(Data listing):
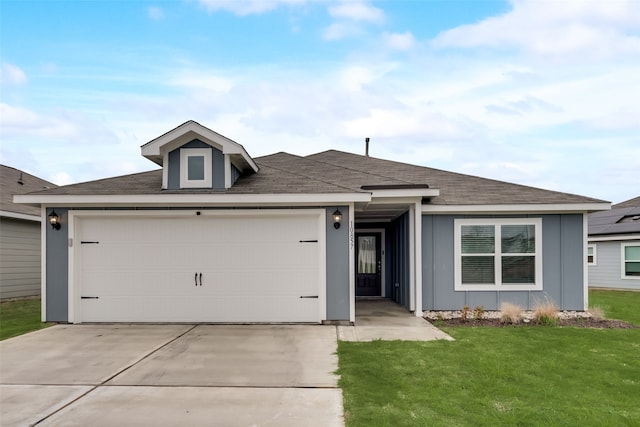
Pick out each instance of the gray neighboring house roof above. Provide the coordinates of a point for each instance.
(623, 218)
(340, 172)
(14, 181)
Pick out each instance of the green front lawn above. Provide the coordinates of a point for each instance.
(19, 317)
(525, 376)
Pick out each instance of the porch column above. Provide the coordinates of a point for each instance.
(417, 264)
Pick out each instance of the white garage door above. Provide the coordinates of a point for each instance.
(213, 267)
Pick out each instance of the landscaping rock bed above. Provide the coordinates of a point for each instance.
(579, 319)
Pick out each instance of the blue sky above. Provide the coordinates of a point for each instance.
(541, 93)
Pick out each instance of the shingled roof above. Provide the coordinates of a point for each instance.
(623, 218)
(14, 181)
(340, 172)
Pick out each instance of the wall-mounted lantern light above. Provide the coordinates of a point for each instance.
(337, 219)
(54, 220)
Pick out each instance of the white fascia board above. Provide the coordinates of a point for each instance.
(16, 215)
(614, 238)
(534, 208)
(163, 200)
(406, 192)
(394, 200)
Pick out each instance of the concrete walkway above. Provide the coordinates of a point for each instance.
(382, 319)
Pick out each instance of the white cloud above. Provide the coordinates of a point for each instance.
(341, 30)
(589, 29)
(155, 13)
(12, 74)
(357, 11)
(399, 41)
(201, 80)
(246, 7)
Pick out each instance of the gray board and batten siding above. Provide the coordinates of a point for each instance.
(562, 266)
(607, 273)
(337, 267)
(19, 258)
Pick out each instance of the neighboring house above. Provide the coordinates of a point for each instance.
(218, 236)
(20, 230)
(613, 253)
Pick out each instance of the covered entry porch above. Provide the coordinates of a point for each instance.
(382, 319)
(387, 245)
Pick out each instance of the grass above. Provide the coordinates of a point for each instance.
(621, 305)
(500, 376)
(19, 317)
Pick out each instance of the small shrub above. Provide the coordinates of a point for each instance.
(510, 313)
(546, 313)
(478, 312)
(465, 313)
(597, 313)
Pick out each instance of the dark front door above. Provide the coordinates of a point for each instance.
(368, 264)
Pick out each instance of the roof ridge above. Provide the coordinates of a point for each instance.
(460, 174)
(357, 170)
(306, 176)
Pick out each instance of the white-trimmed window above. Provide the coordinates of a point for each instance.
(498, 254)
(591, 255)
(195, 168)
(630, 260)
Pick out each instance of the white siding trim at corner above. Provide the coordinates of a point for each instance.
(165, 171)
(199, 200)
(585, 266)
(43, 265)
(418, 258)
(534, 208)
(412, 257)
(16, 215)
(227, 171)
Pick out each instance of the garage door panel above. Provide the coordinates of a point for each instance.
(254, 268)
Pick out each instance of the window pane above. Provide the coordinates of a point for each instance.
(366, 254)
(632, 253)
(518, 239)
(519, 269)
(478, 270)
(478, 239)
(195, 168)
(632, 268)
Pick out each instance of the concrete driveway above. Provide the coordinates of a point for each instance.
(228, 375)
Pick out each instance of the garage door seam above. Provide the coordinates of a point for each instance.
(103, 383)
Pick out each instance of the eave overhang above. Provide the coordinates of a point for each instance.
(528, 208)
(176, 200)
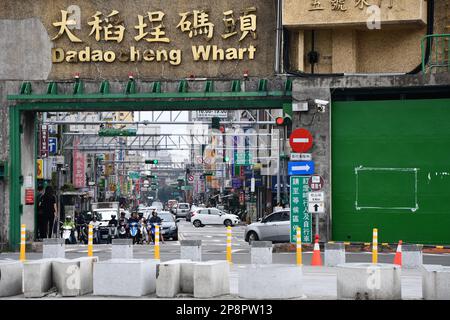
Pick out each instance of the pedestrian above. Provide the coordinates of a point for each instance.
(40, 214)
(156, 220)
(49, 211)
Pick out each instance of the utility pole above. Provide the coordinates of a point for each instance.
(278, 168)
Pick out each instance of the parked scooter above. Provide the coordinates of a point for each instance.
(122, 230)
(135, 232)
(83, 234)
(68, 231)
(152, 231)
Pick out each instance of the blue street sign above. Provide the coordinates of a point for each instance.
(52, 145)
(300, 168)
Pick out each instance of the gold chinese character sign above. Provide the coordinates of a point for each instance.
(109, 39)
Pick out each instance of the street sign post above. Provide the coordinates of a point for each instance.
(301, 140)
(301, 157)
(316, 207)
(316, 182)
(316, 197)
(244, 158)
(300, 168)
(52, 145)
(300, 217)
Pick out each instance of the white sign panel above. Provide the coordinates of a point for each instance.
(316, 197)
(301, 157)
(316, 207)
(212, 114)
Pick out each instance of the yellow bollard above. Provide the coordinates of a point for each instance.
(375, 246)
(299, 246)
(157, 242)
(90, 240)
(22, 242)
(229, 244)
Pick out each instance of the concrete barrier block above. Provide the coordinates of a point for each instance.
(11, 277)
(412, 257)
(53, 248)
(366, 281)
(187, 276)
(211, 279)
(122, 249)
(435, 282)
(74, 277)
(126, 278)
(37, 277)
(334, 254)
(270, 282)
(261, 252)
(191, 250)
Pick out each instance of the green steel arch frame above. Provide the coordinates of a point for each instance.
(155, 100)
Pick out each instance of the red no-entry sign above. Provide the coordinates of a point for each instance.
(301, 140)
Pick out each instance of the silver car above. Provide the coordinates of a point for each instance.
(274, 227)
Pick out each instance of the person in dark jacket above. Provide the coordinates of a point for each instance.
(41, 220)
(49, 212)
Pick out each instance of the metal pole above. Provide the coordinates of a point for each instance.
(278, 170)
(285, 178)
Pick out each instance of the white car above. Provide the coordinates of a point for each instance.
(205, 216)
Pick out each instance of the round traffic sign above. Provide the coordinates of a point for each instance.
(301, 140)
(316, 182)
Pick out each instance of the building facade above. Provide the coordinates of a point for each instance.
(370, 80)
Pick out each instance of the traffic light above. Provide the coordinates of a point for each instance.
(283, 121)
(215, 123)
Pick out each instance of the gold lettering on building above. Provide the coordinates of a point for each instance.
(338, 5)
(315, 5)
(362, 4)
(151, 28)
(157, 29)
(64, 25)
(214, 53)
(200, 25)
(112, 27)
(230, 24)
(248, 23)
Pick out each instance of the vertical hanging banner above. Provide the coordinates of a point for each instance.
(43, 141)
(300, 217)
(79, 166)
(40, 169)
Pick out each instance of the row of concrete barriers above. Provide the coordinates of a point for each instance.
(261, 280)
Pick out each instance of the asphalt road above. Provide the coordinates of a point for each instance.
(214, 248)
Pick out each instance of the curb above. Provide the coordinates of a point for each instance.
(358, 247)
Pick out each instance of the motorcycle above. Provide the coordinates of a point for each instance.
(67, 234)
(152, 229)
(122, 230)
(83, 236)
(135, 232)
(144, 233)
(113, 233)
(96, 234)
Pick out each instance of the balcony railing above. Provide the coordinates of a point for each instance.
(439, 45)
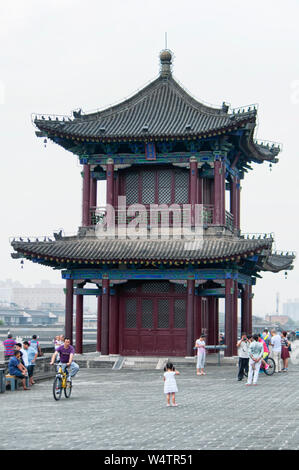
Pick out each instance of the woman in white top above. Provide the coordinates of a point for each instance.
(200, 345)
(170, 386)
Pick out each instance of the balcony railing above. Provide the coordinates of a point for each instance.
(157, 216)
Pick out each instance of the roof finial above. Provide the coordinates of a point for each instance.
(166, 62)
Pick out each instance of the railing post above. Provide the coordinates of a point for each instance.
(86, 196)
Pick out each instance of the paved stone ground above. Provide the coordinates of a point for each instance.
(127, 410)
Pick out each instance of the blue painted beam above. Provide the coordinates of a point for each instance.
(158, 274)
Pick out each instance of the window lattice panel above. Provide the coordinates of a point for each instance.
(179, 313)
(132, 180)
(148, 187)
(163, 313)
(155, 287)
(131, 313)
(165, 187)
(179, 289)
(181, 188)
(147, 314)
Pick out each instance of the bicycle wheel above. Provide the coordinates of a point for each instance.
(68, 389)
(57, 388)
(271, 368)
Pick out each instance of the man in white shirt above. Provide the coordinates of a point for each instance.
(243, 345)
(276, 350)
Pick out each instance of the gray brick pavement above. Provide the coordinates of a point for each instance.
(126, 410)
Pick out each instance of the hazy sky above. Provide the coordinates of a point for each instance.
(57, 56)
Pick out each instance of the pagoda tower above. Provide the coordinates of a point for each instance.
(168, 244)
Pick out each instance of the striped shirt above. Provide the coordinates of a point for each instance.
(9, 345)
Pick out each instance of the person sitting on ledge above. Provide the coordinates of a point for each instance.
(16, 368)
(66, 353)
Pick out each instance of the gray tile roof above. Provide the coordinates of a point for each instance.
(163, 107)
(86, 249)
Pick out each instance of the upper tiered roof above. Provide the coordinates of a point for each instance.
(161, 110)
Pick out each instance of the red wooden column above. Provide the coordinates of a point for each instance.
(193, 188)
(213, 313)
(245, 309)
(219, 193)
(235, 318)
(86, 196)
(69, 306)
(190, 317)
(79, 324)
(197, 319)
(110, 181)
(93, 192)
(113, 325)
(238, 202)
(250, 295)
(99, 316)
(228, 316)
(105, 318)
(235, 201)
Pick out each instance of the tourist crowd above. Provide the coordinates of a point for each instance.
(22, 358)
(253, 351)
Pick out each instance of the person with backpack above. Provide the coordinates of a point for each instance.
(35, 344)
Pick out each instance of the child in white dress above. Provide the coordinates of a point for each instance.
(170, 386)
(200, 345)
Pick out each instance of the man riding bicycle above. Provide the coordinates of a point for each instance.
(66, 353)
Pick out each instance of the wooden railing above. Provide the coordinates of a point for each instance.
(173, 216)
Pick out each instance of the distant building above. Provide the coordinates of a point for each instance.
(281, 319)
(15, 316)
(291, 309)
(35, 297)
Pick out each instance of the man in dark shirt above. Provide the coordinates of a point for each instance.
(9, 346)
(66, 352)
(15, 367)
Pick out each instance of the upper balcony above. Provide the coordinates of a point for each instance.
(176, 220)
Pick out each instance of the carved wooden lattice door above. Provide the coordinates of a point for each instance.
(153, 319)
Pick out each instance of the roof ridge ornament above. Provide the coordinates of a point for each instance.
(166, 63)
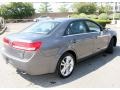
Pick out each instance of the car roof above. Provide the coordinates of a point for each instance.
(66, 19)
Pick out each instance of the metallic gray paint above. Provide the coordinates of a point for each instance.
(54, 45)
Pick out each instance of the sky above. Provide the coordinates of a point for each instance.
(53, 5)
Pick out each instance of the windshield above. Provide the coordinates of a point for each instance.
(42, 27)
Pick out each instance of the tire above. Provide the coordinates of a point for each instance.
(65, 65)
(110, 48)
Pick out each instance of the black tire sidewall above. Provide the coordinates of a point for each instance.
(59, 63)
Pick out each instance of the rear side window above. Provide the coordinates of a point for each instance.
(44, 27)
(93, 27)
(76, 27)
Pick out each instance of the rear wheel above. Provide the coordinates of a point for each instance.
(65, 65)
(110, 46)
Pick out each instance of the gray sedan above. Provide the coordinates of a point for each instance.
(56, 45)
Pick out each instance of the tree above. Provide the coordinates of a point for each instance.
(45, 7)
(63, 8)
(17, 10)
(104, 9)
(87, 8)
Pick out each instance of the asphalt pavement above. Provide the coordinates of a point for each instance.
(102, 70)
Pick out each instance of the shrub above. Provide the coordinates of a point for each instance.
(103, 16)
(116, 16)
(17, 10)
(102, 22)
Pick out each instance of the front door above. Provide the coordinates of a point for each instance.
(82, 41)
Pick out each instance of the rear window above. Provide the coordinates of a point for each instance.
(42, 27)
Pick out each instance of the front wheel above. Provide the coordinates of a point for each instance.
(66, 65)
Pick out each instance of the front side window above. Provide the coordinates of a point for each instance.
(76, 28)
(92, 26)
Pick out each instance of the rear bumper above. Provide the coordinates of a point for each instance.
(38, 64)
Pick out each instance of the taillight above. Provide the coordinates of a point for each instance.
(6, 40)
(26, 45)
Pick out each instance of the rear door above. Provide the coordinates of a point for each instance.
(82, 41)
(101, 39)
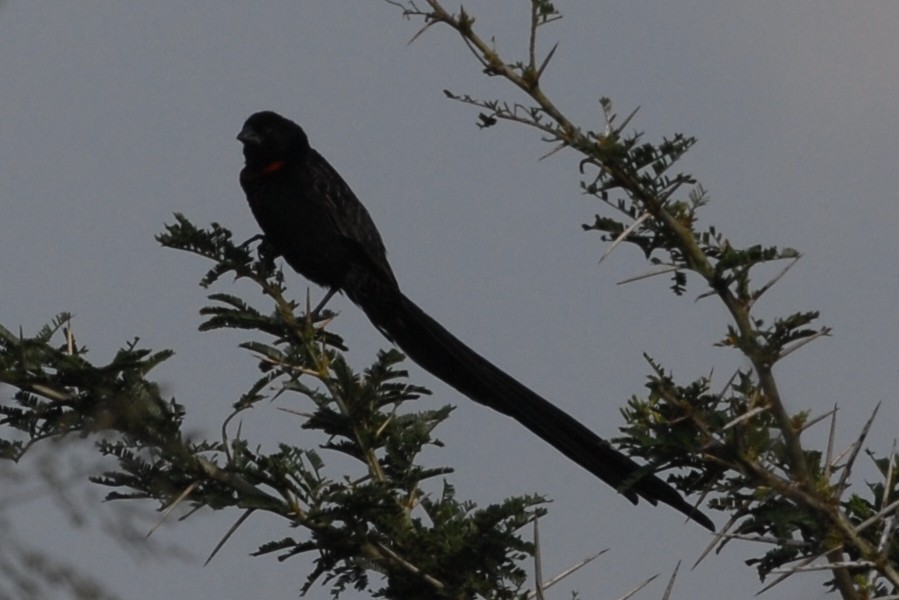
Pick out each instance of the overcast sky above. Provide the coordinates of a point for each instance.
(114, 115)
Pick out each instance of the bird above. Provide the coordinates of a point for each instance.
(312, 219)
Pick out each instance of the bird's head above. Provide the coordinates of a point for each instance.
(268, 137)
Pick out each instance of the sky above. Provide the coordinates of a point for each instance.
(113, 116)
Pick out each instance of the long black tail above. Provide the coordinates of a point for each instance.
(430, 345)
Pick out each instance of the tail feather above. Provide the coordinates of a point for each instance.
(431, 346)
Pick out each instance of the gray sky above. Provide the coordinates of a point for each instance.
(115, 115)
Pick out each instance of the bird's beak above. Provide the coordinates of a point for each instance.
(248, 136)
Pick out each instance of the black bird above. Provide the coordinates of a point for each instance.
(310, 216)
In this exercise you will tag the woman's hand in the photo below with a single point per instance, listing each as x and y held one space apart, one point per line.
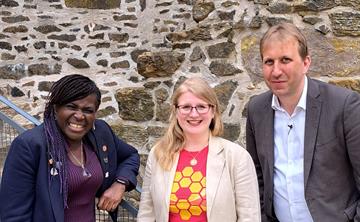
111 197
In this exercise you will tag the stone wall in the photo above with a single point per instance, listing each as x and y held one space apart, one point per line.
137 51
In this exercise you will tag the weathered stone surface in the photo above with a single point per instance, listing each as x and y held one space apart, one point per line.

(Written task): Exactly those lines that run from the line holding "Pick out each instance of the bird's beak" to the end of the listing above, both included, are to be reproduced, with pictures left out.

(Response for this exercise):
Pick out each instance of the bird's beak above. Provide the coordinates of a point for each instance.
(248, 136)
Pick out each instance of the black bird above. Provide the coordinates of a point for each instance.
(310, 216)
In this exercise you will tag the woman's hand in the photo below with a single point per instance, listing each as x and y held one space apart, one point per line.
111 197
In this exercise you will tag the stone wall in the photo above with a single point per instance, listing each as x and y held one space apart, one point per line.
137 51
In this exercise you will tag the weathered stone surface in the photo above with a single point per instance, listing each as x and y held one space apart, one point per line.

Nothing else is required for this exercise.